:: Activity ::
Count the lines below that contain the word "vegetation", and reply with only that number.

:: Records provided ::
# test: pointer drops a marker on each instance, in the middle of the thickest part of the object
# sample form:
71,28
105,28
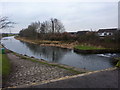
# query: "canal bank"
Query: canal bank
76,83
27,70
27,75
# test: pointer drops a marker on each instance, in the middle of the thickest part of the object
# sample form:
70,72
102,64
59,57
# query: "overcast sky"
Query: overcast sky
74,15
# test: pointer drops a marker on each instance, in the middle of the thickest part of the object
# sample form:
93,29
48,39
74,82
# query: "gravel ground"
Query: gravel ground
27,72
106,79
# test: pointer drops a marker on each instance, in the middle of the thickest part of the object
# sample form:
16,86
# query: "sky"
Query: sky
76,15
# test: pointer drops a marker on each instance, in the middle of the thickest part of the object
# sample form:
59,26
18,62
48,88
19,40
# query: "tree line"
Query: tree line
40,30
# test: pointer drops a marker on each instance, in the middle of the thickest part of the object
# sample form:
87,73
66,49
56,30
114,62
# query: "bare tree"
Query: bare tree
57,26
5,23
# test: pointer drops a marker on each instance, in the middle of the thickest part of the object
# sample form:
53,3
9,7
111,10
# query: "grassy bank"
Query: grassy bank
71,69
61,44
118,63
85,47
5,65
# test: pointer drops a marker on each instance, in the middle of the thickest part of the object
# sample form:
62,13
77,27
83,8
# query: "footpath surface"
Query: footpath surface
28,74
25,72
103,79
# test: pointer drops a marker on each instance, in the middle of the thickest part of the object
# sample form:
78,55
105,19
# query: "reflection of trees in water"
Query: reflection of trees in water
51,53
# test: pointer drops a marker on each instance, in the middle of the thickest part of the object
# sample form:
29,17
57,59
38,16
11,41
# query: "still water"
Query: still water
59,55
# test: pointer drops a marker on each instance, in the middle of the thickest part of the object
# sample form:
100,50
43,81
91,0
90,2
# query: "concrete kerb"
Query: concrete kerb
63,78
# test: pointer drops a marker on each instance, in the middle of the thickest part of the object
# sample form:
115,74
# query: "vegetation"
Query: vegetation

:: Task response ::
2